Work instruction: Reproduce the Solid Gold 69 album entry below word for word, from its first line to its last.
** Study text follows **
Studio album by Chet Atkins
- Released: 1969
- Genres: Country, pop
- Label: RCA Victor LSP-4244 (Stereo)
- Producer: Bob Ferguson

Chet Atkins chronology
| The Nashville String Band (1969) | Solid Gold 69 (1969) | C.B. Atkins & C.E. Snow by Special Request (1969) |

= Solid Gold 69 =

Solid Gold 69 is the thirty-eighth studio album by American guitarist Chet Atkins, released in 1969.

The liner notes were written by Donovan.

==Reception==

The album was a moderate commercial success, entering the US Pop Album charts on December 13, 1969. It stayed on the chart for 7 weeks and peaked at No. 150.

At the Grammy Awards of 1970, Solid Gold 69 was nominated for the Grammy Award for Best Country Instrumental Performance.

Writing for Allmusic, critic Richard S. Ginell wrote of the album "Only completists who must hear everything need search for this."

Professional ratings
Review scores
| Source | Rating |
| Allmusic | Star |

==Track listing==
===Side one===
1. "Both Sides Now" (Joni Mitchell)
2. "Son of a Preacher Man" (John Hurley, Ronnie Wilkins)
3. "My Way" (Claude François, Jacques Revaux, Paul Anka)
** End of Study text **
** Recorded information follows **
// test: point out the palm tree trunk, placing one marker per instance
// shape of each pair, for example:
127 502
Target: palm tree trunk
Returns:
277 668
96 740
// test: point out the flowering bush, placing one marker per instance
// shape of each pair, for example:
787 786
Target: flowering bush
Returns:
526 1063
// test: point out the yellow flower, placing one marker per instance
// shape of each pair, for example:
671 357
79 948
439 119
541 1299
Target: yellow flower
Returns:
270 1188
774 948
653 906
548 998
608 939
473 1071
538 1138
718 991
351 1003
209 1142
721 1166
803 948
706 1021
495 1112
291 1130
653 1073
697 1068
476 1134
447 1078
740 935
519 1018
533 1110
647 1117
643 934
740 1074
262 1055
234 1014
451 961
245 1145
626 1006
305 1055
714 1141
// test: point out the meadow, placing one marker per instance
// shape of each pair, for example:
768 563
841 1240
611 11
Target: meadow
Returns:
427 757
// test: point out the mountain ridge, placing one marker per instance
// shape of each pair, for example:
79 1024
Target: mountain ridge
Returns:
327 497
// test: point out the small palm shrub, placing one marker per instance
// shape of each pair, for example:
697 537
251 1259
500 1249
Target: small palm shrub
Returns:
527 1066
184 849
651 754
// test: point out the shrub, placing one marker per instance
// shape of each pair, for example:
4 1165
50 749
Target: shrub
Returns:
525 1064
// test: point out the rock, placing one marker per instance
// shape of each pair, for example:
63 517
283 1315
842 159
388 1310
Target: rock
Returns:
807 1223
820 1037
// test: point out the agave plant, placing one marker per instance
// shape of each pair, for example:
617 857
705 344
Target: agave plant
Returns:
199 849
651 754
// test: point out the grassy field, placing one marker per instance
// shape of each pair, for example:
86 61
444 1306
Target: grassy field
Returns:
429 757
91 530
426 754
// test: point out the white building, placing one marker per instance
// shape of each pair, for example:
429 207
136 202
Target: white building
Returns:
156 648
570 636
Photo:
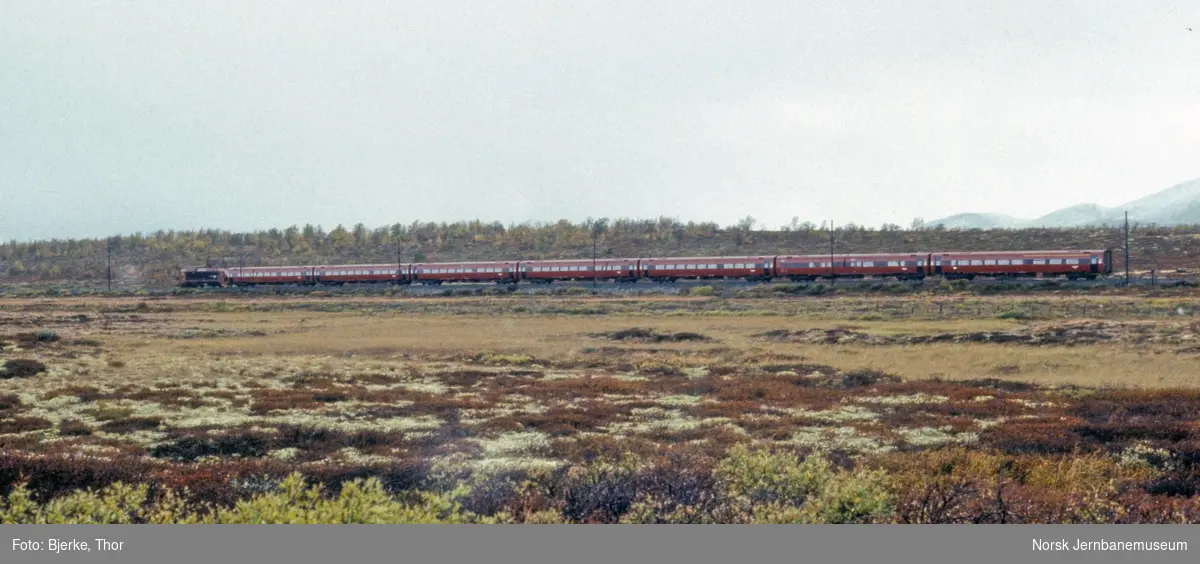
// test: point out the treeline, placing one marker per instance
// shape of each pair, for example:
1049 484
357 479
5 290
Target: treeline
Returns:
155 258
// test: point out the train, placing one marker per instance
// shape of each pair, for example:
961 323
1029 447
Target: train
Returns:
796 268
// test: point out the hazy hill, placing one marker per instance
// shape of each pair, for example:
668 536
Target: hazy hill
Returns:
1177 205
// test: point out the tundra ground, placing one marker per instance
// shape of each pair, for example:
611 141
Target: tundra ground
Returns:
601 409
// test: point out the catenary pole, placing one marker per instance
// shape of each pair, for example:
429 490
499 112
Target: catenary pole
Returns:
1127 249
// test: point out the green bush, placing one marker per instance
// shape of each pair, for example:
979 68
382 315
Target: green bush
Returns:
292 503
775 487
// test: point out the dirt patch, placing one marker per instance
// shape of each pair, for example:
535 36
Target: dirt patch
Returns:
1059 334
651 336
21 369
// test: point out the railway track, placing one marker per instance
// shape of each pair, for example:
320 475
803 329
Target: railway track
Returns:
646 287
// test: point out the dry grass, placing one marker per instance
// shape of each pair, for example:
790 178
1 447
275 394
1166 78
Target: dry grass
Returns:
215 394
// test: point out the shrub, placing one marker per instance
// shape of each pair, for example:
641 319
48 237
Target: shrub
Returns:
761 477
293 502
9 401
72 427
1013 315
23 425
131 425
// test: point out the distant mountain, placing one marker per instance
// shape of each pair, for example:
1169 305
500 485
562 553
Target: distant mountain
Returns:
978 221
1176 205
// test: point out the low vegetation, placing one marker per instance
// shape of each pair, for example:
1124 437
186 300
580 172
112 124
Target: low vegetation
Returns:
666 409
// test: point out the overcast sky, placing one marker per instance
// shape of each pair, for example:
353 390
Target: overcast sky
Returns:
123 117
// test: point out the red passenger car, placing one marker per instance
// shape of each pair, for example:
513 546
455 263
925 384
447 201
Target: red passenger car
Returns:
672 269
203 277
546 271
439 273
269 275
359 274
1072 264
811 267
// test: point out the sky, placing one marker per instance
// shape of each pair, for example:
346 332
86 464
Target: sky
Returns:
125 117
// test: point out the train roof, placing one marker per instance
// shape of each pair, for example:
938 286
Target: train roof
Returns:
751 257
581 261
982 253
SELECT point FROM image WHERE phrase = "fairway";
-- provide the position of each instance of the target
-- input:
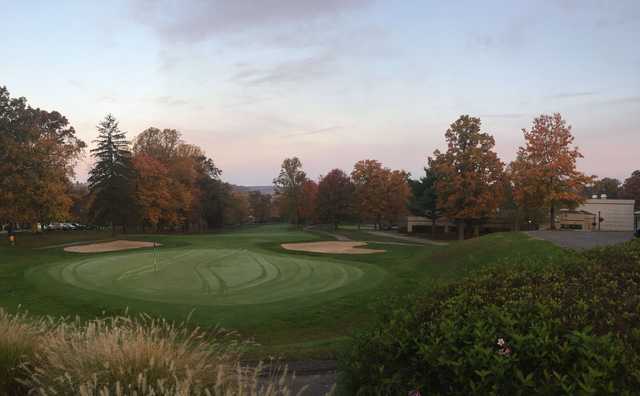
(206, 276)
(299, 304)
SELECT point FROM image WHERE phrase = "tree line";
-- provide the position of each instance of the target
(157, 182)
(372, 193)
(468, 183)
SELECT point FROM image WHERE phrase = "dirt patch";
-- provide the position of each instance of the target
(335, 247)
(112, 246)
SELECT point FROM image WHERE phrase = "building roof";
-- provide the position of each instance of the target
(576, 212)
(610, 201)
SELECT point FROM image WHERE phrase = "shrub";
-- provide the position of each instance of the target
(570, 327)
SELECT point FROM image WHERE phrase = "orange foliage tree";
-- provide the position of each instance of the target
(470, 175)
(38, 150)
(381, 195)
(196, 195)
(369, 183)
(289, 188)
(152, 192)
(544, 174)
(308, 202)
(397, 195)
(631, 188)
(335, 197)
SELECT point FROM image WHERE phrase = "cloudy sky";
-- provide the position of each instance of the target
(332, 81)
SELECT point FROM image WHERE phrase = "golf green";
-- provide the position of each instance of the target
(206, 277)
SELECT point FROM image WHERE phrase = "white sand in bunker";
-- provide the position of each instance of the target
(336, 247)
(112, 246)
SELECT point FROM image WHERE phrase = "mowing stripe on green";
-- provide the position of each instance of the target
(207, 276)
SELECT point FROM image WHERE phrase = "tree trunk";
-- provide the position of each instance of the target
(460, 227)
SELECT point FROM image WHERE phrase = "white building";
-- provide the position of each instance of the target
(614, 214)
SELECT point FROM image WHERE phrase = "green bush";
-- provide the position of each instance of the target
(570, 327)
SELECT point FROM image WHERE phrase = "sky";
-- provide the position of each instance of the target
(332, 81)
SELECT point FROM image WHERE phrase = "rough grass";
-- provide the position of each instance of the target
(125, 356)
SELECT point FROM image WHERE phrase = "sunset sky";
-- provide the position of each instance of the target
(332, 81)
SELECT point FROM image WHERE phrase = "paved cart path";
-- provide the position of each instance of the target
(581, 240)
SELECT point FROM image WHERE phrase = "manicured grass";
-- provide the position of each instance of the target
(294, 303)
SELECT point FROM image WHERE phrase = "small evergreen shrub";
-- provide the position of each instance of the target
(566, 328)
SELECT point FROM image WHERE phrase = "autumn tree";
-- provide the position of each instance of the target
(308, 202)
(111, 178)
(237, 209)
(381, 194)
(197, 195)
(152, 191)
(368, 178)
(335, 197)
(631, 188)
(260, 206)
(544, 174)
(289, 185)
(38, 149)
(424, 201)
(396, 195)
(470, 174)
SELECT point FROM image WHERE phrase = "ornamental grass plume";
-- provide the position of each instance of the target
(127, 356)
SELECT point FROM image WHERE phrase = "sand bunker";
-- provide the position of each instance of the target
(113, 246)
(336, 247)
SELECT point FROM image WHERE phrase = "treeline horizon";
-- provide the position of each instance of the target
(158, 181)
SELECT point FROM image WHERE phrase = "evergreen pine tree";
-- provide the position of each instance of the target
(111, 179)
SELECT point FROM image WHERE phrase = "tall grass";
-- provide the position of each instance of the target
(19, 338)
(126, 356)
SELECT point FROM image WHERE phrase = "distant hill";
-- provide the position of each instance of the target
(262, 189)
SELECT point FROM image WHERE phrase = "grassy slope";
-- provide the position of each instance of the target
(300, 328)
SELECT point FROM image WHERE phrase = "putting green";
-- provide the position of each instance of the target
(207, 276)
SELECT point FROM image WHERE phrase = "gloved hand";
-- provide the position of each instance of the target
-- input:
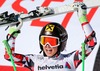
** End of Recorded information **
Response below:
Studio album by Chet Atkins
- Released: 1969
- Genres: Country, pop
- Label: RCA Victor LSP-4244 (Stereo)
- Producer: Bob Ferguson

Chet Atkins chronology
| The Nashville String Band (1969) | Solid Gold 69 (1969) | C.B. Atkins & C.E. Snow by Special Request (1969) |

= Solid Gold 69 =

Solid Gold 69 is the thirty-eighth studio album by American guitarist Chet Atkins, released in 1969.

The liner notes were written by Donovan.

==Reception==

The album was a moderate commercial success, entering the US Pop Album charts on December 13, 1969. It stayed on the chart for 7 weeks and peaked at No. 150.

At the Grammy Awards of 1970, Solid Gold 69 was nominated for the Grammy Award for Best Country Instrumental Performance.

Writing for Allmusic, critic Richard S. Ginell wrote of the album "Only completists who must hear everything need search for this."

Professional ratings
Review scores
| Source | Rating |
| Allmusic | Star |

==Track listing==
===Side one===
1. "Both Sides Now" (Joni Mitchell)
2. "Son of a Preacher Man" (John Hurley, Ronnie Wilkins)
3. "My Way" (Claude François, Jacques Revaux, Paul Anka)